WHAT TO DO |
Quote word for word the lines from the one containing "of the blue" through the one containing "column 11, row 208", including both of those lines.

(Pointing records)

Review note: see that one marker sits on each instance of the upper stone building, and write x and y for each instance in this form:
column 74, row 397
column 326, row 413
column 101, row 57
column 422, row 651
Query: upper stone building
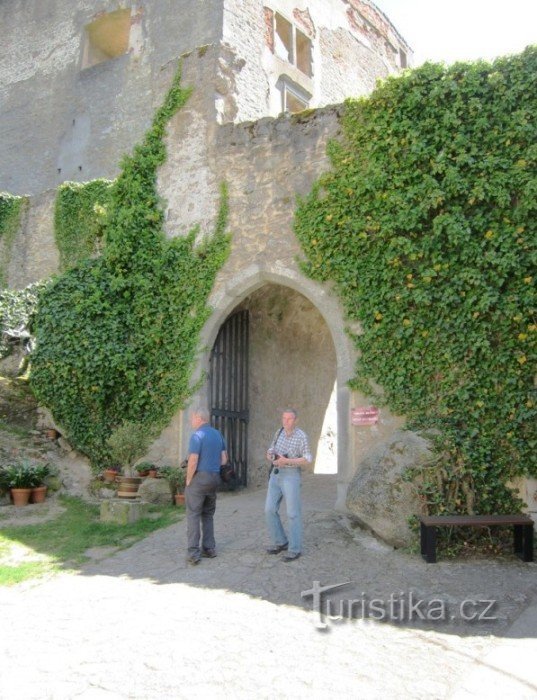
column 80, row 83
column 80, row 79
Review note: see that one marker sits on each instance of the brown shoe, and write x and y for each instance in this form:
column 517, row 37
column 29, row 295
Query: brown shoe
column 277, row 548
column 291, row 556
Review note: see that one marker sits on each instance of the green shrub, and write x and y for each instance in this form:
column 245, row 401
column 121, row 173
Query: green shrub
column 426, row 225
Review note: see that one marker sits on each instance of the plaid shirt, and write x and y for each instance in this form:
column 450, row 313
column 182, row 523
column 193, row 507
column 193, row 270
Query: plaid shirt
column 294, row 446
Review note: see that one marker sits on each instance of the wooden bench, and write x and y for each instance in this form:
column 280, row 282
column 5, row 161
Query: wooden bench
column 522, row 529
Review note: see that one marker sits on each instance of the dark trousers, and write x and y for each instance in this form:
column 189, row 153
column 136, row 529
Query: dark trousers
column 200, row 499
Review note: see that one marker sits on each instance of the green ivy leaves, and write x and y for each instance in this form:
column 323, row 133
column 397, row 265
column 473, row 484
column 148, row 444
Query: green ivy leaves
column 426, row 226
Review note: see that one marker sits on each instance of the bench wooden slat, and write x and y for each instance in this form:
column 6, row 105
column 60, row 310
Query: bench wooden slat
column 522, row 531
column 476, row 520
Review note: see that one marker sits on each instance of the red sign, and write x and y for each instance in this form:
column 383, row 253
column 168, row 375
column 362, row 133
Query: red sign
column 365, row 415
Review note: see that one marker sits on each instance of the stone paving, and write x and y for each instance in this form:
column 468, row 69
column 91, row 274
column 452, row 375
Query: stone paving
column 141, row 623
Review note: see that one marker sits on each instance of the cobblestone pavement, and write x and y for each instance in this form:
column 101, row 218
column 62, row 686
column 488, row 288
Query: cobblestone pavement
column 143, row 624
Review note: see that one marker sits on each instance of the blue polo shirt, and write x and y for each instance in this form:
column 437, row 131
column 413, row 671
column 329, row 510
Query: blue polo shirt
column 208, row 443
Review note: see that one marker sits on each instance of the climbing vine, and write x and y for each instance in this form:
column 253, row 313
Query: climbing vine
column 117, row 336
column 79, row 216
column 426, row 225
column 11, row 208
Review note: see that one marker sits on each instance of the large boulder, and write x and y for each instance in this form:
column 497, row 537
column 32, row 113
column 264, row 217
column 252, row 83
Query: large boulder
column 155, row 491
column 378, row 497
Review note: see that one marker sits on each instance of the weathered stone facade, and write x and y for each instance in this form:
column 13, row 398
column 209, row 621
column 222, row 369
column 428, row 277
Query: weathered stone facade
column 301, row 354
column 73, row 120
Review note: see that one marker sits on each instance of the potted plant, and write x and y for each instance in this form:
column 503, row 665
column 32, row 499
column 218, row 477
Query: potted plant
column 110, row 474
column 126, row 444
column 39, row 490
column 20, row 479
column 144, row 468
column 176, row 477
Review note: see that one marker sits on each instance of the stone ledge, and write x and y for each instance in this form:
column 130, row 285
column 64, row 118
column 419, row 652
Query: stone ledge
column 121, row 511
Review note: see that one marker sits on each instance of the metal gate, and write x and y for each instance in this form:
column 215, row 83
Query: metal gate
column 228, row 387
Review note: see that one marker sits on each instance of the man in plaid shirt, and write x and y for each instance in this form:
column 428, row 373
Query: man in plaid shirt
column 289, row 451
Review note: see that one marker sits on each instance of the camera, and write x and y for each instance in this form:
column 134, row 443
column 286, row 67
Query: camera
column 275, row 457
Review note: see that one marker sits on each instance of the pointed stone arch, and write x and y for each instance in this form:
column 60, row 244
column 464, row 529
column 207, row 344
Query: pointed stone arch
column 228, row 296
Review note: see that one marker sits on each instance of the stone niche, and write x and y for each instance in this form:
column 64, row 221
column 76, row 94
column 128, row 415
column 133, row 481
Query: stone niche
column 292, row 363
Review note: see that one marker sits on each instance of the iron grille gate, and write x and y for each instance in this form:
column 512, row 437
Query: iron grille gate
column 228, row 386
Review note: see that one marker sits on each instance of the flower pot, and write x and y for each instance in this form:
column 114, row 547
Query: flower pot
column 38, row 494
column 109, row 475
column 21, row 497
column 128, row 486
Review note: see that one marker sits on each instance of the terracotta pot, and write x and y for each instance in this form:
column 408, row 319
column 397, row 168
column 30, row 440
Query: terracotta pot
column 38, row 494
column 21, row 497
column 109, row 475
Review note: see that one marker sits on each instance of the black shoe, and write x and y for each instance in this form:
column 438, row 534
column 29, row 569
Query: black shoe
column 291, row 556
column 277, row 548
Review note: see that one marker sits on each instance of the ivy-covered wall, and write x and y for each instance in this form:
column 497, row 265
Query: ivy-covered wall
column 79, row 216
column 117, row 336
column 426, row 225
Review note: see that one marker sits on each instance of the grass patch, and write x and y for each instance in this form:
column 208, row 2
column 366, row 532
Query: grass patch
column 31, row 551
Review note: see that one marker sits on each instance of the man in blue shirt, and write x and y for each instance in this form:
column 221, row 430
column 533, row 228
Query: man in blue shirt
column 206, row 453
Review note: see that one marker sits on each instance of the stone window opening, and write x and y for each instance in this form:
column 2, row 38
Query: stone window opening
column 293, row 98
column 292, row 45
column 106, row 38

RESPONSE FOR THIS EXERCISE |
Review note: see that one marker sits on each instance of the blue polo shirt, and write x and y for each instance in this form:
column 437, row 131
column 413, row 671
column 329, row 510
Query: blue polo shirt
column 208, row 443
Review note: see that one marker sits on each instance of the climbing vine, and write x and y for each instance in this form:
column 253, row 313
Query: climbing vine
column 117, row 336
column 79, row 216
column 426, row 225
column 11, row 208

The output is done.